▸ **WHAT IS BEING ASKED**: Leave the pictures out, and print everything else in the records exactly.

▸ **RECORDS FOR THIS TASK**:
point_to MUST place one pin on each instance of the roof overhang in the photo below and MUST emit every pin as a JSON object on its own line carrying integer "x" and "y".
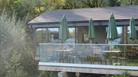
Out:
{"x": 102, "y": 23}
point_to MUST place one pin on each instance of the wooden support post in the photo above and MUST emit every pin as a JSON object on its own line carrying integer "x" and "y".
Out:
{"x": 62, "y": 74}
{"x": 77, "y": 74}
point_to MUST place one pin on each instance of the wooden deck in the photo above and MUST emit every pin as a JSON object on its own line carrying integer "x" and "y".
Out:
{"x": 88, "y": 68}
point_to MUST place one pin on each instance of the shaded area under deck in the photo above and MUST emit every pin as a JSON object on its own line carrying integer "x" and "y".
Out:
{"x": 88, "y": 68}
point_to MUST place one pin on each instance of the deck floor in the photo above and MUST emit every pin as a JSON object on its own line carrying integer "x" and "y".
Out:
{"x": 88, "y": 68}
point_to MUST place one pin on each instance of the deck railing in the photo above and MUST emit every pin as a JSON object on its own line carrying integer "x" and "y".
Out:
{"x": 120, "y": 54}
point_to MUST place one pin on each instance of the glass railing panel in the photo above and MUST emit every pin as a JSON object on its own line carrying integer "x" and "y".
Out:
{"x": 121, "y": 54}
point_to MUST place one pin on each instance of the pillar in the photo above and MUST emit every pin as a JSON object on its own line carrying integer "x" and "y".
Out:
{"x": 124, "y": 35}
{"x": 62, "y": 74}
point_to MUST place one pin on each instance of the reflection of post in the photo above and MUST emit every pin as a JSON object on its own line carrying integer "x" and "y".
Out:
{"x": 125, "y": 30}
{"x": 124, "y": 34}
{"x": 62, "y": 74}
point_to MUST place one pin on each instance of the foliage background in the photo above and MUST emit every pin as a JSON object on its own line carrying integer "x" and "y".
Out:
{"x": 16, "y": 42}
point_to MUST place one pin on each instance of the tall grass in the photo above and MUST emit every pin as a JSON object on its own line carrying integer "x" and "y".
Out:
{"x": 13, "y": 39}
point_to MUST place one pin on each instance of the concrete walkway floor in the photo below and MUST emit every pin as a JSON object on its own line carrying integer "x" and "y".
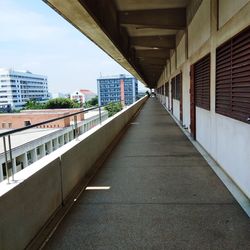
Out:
{"x": 156, "y": 192}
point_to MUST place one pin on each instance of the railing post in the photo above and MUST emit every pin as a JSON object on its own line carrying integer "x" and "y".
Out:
{"x": 100, "y": 115}
{"x": 75, "y": 125}
{"x": 11, "y": 159}
{"x": 6, "y": 160}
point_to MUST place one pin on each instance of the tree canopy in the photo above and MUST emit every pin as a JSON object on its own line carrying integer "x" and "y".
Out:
{"x": 61, "y": 103}
{"x": 113, "y": 108}
{"x": 56, "y": 103}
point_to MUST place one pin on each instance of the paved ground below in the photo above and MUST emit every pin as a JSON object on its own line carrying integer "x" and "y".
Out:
{"x": 155, "y": 192}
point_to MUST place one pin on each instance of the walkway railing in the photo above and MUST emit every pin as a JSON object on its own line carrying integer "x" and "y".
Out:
{"x": 6, "y": 137}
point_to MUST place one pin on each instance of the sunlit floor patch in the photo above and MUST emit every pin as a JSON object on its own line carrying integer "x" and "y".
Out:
{"x": 97, "y": 188}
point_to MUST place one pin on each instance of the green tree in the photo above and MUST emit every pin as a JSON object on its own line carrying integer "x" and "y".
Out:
{"x": 61, "y": 103}
{"x": 113, "y": 108}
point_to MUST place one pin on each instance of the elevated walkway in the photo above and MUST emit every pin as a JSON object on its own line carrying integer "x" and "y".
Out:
{"x": 155, "y": 191}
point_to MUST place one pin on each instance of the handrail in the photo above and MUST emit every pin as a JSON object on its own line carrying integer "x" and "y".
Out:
{"x": 50, "y": 120}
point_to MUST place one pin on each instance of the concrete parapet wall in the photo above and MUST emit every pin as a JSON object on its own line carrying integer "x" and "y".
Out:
{"x": 41, "y": 189}
{"x": 27, "y": 206}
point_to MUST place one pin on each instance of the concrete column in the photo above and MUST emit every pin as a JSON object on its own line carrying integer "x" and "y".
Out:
{"x": 50, "y": 148}
{"x": 14, "y": 165}
{"x": 24, "y": 160}
{"x": 62, "y": 140}
{"x": 33, "y": 155}
{"x": 1, "y": 173}
{"x": 71, "y": 136}
{"x": 55, "y": 143}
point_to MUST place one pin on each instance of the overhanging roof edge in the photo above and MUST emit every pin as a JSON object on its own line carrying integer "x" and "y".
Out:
{"x": 79, "y": 17}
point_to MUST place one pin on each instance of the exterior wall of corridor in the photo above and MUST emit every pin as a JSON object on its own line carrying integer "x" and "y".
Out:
{"x": 224, "y": 138}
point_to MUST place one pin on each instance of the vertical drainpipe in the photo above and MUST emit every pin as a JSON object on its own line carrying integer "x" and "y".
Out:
{"x": 98, "y": 93}
{"x": 122, "y": 92}
{"x": 133, "y": 89}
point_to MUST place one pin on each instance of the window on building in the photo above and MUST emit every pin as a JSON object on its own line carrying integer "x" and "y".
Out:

▸ **EXERCISE OUTPUT**:
point_to MUST place one pin on each instance of the roof overhang in the photo below and MUST emit every pin as a JSON object on its own line carrying integer "x" and "y".
Out:
{"x": 102, "y": 23}
point_to MUST place one pin on each instance of the wooden support post in the photo above and MUST emit every pin as a JSON object on its own line carrying integer "x" and "y".
Out:
{"x": 62, "y": 74}
{"x": 77, "y": 74}
point_to MUST place one pin on each instance of the wooden deck in the photo above and MUST emit every pin as a JSON object on its own line carrying integer "x" and "y".
Out:
{"x": 88, "y": 68}
point_to MUST place one pin on each instance of the shaded area under deck in the photo above and MUST emit every pin as a JSON object on its own line carrying integer "x" and "y".
Out:
{"x": 88, "y": 68}
point_to MUST place one pin on each instance of the deck floor in the photo above and MUST emit every pin as a JSON object on its own line carrying integer "x" and "y".
Out:
{"x": 88, "y": 68}
point_to MUST place one pin on each instance of the deck railing in the photo above and MUST emit every pin as a JSON object on its own line carrying integer "x" and "y".
Out:
{"x": 120, "y": 54}
point_to MUST place one pin on each instance of the glass railing panel in the photo above and MUST emit every pin as a JSON object on its own line carrying integer "x" and "y".
Out:
{"x": 121, "y": 54}
point_to MUST place one pin on each instance of the pillar in the photo above and MUST emit every pin as a JSON object on its own line carrying integer "x" and "y".
Out:
{"x": 124, "y": 35}
{"x": 62, "y": 74}
point_to MUST place one pin on each instance of the reflection of post in the photo above and MUST emit every pin as a JSON object on its own line carrying integer "x" and "y".
Out:
{"x": 125, "y": 30}
{"x": 124, "y": 34}
{"x": 62, "y": 74}
point_to MUST place one pin on each instance of the foliage background in the photo above and MUST emit every pin as a JSON object on its own line carrying integer "x" and "y".
Out:
{"x": 16, "y": 42}
point_to MUST place one pin on each instance of the tall grass in the photo above and MUST emit every pin as a JSON object on its own line carrying integer "x" and "y".
Out:
{"x": 13, "y": 39}
point_to MUST place one pin on each instance of the concrete walkway floor in the photo below and MUST emit every pin as a JSON object on its own line carrying integer "x" and "y".
Out:
{"x": 156, "y": 192}
point_to MUST place one pin on each instance of the railing post in the photo above and MUST emit every pin as a JSON object on its own line carrying integer "x" and "y".
Out:
{"x": 100, "y": 115}
{"x": 75, "y": 125}
{"x": 11, "y": 159}
{"x": 6, "y": 160}
point_to MUST place one pin on each instance of the tree canopy in the photo above and MUST emit every pin as a JSON object on its own line carrying integer "x" and "y".
Out:
{"x": 61, "y": 103}
{"x": 113, "y": 108}
{"x": 56, "y": 103}
point_to MUST place one pin on each instance of the paved ground below in the photo above and MUST emit every pin as a JSON object on its own line carrying integer "x" and "y".
Out:
{"x": 155, "y": 192}
point_to MUST place one pin on each instance of the walkway railing in the photo above and MUST emit every pin as a JSON object on its own line carrying integer "x" and "y".
Out:
{"x": 6, "y": 137}
point_to MUST place one pin on each instance of the sunlit floor patch in the photo above and MUST emit every pin as a JSON object on its own line carrying integer "x" and "y".
Out:
{"x": 97, "y": 188}
point_to MUST place one pin on each instance of the green tree in the photo above and MUST emit every pin as a JSON object on its own line carrying integer "x" and "y".
Out:
{"x": 61, "y": 103}
{"x": 113, "y": 108}
point_to MUST place one pin on each instance of the elevated walkway in the photo above and MUST emit every pin as a JSON object on its own line carrying integer "x" and "y".
Out:
{"x": 155, "y": 191}
point_to MUST place one pin on each instance of the handrail in the photo above and MUST emit every pin as a JSON object on its own line carrying integer "x" and "y".
Out:
{"x": 50, "y": 120}
point_to MUST place one pin on each instance of the concrete parapet wall in the photo above and MUST emit every pin as a JSON object on its own line carrying integer "x" and "y".
Out:
{"x": 41, "y": 189}
{"x": 27, "y": 206}
point_to MUST place one pin on each instance of the concrete column in the photo above and MUST emit every pin as a JSON object on its own line carrying integer "x" and "y".
Out:
{"x": 50, "y": 148}
{"x": 14, "y": 165}
{"x": 24, "y": 160}
{"x": 62, "y": 140}
{"x": 33, "y": 155}
{"x": 1, "y": 173}
{"x": 71, "y": 136}
{"x": 55, "y": 143}
point_to MUST place one pin on each instance of the overhanging roof edge in the photo above and MUST emit every pin as a JSON object on its own line carrying integer "x" and "y".
Out:
{"x": 79, "y": 17}
point_to MUST place one pin on each instance of the exterior wall of corridor in the photo above and MUST emit every pin as a JSON object on its own line carrying integer "x" and "y".
Out:
{"x": 224, "y": 138}
point_to MUST place one pin on each instance of the vertical drainpipe in the photo above and MUST emit every pin as a JSON object on its own line carrying integer "x" and "y".
Out:
{"x": 98, "y": 93}
{"x": 122, "y": 92}
{"x": 133, "y": 89}
point_to MUST place one pin on each instance of the window on building in the photo above and MUST emit every pin as a JSON object on its own line carrying integer "x" and "y".
Out:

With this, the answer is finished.